_Materials provided:_
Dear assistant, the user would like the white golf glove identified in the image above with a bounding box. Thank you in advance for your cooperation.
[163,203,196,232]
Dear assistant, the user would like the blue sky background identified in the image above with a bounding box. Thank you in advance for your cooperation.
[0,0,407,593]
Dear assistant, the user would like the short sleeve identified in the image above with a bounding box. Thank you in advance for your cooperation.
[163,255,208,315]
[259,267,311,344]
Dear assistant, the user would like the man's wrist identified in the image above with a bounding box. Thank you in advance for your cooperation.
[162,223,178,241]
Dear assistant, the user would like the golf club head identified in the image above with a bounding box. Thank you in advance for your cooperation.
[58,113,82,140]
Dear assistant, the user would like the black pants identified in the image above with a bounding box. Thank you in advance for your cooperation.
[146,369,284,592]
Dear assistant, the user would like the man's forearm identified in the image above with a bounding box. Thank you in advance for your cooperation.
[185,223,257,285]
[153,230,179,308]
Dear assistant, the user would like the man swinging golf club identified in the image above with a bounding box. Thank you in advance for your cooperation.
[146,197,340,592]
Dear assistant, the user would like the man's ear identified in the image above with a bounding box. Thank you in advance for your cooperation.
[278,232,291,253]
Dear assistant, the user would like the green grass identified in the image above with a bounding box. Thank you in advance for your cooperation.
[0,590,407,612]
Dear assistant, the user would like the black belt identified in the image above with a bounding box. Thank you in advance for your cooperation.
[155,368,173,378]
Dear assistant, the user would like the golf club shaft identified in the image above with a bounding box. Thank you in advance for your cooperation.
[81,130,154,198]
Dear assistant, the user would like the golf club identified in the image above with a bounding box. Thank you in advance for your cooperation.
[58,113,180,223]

--

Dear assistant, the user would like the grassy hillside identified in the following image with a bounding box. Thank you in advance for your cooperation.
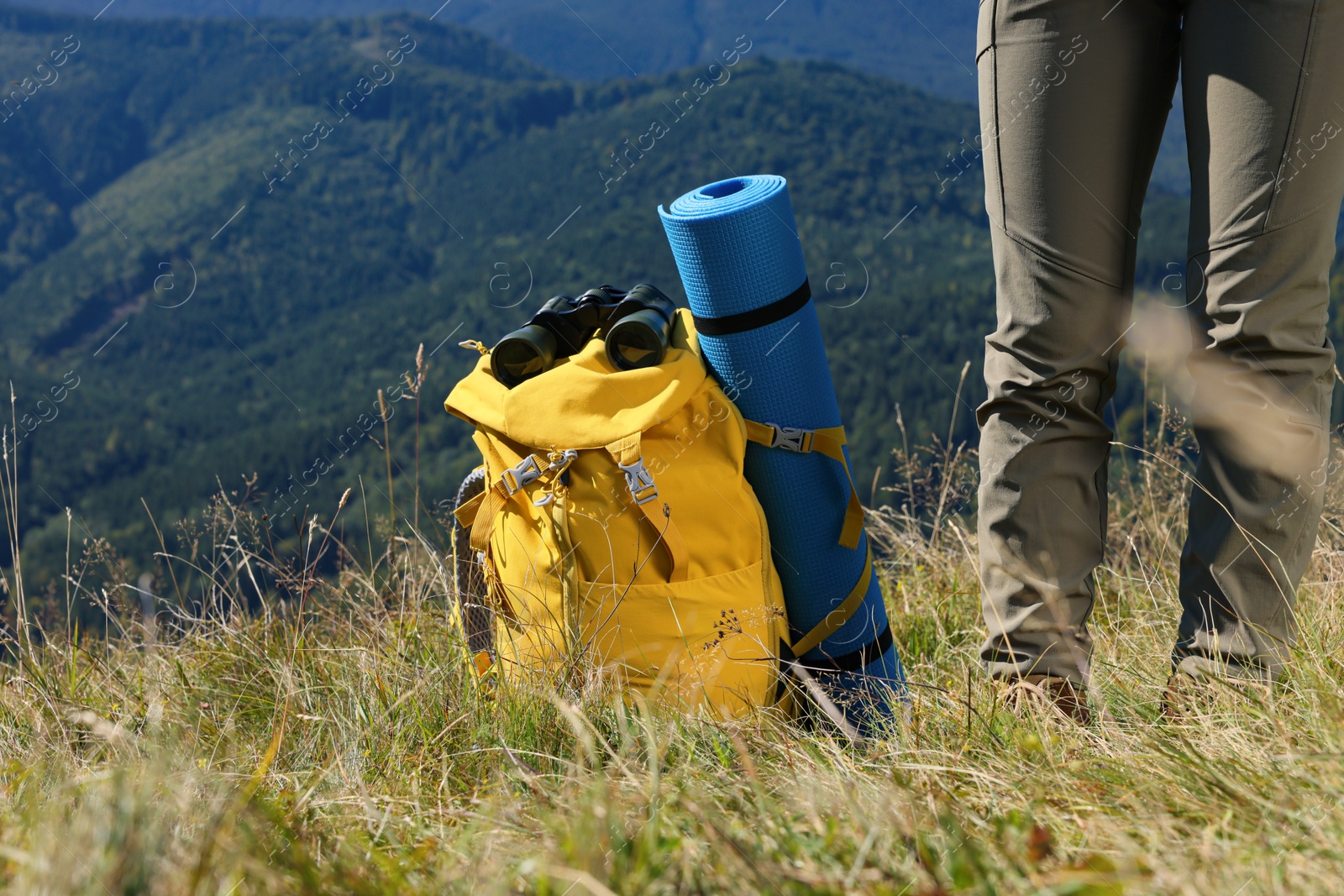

_Written exercise:_
Please list every line above that contains the string "club", counting only matches in the same case.

_The solution:_
Dear assistant, the user would like the golf club head identified in the image above with a bounding box. Thank you in advance for your cooperation.
Dear assistant, the user would like the man swinging golf club identified in the image above with a bounding box. Thank you in advance for your cooperation.
Dear assistant, the user would like the golf club shaft identified in the image above with a bounding box. Thank you in advance for your cooperation.
Dear assistant, the user would like the golf club identified in the image above with a bounding box. Thank you in advance for your cooperation.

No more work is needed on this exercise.